* **TEKS BACAAN**
Translate

Selasa, 16 Oktober 2018

Ketika Kakak Pergi Piknik


Kemarin, si Kakak mengikuti kegiatan studi wisata alias piknik yang diadakan oleh sekolah.

Seumur-umur, memang baru sekarang sih Kakak pergi tanpa keluarga selama lebih dari satu hari. Dan itu sungguh membuat kami.... rempong wkwkwk...
Segala perintilan, peralatan mandi, obat-obatan, semuanya  saya siapkan dengan penuh ketelitian :D
Padahal kalau diingat-ingat, dulu jaman saya masih sekolah dan mengikuti kegiatan yang sama, saya mempersiapkan semua sendiri deh :D orang tua tahunya cuma ngasih sangu dan sejuta wejangan untuk bersikap baik dan berhati-hati. Segala jaket, handuk, sabun, sikat gigi, semua ya saya yang siap-siapin sendiri. Pokoknya super mandiri hehe....
Tapi entah kenapa sekarang begitu si Kakak yang mau piknik justru saya yang heboh dan cerewet mempersiapkan ini itu.

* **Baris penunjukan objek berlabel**
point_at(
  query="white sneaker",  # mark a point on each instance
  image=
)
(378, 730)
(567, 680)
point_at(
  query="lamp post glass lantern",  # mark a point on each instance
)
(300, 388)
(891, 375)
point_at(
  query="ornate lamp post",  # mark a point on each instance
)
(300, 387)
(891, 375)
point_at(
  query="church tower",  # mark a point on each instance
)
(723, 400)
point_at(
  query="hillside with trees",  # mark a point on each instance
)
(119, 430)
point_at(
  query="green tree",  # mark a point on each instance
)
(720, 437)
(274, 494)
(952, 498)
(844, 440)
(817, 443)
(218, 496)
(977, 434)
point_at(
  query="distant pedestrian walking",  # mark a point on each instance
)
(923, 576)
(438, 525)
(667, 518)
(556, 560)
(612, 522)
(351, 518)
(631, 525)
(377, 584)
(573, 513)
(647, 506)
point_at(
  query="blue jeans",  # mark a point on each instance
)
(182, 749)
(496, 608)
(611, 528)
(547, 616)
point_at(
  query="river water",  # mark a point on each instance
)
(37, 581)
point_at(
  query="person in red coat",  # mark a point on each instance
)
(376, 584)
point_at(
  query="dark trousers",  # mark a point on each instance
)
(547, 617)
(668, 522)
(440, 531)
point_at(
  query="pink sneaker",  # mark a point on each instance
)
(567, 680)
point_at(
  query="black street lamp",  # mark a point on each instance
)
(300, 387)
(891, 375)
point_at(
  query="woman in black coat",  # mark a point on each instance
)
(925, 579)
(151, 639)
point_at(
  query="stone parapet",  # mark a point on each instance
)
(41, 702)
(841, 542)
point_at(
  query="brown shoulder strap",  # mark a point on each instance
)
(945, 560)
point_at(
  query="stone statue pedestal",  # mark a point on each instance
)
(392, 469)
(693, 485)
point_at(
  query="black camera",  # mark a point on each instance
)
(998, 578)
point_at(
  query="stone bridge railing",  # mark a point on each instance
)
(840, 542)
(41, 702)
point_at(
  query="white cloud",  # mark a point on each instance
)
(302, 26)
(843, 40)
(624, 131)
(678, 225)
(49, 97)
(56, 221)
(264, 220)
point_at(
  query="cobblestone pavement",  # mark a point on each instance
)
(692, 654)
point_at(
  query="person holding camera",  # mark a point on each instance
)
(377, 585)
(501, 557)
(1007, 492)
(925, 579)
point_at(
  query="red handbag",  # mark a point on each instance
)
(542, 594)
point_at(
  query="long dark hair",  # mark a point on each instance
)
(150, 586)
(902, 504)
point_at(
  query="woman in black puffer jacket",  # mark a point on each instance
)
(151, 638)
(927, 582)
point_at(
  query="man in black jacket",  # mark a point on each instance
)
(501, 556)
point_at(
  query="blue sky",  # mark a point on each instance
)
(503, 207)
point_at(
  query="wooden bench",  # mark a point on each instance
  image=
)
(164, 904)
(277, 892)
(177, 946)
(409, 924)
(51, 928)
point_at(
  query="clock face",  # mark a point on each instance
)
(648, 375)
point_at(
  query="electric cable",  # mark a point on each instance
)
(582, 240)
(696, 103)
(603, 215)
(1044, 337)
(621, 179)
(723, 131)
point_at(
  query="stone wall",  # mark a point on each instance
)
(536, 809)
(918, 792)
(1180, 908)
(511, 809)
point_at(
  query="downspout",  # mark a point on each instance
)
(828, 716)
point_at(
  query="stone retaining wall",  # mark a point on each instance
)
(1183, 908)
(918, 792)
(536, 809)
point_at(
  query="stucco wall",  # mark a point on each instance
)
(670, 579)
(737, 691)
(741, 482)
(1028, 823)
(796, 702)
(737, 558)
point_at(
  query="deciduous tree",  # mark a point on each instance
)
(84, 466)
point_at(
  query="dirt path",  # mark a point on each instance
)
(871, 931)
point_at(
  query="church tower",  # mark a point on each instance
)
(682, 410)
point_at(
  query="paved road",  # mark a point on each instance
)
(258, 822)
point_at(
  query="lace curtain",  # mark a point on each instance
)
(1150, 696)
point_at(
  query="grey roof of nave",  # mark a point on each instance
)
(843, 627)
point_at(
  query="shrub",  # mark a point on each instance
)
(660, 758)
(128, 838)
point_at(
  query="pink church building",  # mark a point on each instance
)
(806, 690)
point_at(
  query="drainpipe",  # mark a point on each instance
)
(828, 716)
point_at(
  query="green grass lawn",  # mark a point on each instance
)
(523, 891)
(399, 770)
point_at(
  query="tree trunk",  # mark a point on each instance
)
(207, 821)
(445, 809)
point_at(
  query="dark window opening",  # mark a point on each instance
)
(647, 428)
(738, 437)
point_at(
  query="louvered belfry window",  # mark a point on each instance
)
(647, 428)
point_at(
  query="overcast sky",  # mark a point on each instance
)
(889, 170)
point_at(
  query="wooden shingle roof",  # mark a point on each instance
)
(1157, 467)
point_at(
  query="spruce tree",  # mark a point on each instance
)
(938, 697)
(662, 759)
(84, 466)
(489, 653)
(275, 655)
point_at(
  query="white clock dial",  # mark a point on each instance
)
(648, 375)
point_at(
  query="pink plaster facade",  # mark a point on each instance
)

* **TUGAS LATIHAN**
• 1. Dalam tulisan tentang piknik Kakak, siapa yang mengadakan kegiatan studi wisata yang diikuti Kakak?
• 2. Tuliskan ulang bagian tulisan tentang piknik Kakak mulai dari "Seumur-umur, memang baru" sampai "mempersiapkan ini itu.".

* **JAWABAN YANG DIHARAPKAN**
• 1. Kegiatan itu diadakan oleh sekolah.

• 2.
Seumur-umur, memang baru sekarang sih Kakak pergi tanpa keluarga selama lebih dari satu hari. Dan itu sungguh membuat kami.... rempong wkwkwk...
Segala perintilan, peralatan mandi, obat-obatan, semuanya  saya siapkan dengan penuh ketelitian :D
Padahal kalau diingat-ingat, dulu jaman saya masih sekolah dan mengikuti kegiatan yang sama, saya mempersiapkan semua sendiri deh :D orang tua tahunya cuma ngasih sangu dan sejuta wejangan untuk bersikap baik dan berhati-hati. Segala jaket, handuk, sabun, sikat gigi, semua ya saya yang siap-siapin sendiri. Pokoknya super mandiri hehe....
Tapi entah kenapa sekarang begitu si Kakak yang mau piknik justru saya yang heboh dan cerewet mempersiapkan ini itu.